▶ **To be done**
Return every line of the records below that contains the word "sandy", copying each line in full. Case counts.

++++ Given information ++++

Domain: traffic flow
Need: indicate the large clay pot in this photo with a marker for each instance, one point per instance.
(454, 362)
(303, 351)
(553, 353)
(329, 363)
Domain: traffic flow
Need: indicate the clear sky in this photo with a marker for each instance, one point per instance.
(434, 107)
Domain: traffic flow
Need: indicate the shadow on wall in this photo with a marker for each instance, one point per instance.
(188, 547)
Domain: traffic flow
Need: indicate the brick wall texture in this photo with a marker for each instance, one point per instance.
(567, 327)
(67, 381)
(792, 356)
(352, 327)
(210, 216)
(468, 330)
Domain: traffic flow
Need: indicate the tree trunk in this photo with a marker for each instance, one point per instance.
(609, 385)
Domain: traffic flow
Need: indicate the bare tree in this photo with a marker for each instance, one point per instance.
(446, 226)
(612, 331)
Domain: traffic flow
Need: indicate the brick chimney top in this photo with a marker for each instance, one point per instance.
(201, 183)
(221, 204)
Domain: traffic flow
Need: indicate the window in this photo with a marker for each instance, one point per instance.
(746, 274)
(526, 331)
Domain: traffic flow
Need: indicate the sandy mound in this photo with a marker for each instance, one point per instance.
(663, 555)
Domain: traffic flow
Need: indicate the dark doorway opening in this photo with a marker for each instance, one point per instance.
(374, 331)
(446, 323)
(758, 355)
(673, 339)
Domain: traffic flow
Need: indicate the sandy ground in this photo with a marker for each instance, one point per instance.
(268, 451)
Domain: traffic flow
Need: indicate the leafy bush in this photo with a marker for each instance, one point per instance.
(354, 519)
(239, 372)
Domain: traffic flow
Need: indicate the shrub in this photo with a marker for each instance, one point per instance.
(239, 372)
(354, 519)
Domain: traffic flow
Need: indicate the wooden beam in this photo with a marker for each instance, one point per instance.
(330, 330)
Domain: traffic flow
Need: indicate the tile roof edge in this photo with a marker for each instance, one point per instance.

++++

▶ **Solution for this task**
Need: indicate the sandy mound in this photo with a marker for each instance, one point per instance.
Need: indicate the sandy ground in this photo with a marker for each instance, one point per instance.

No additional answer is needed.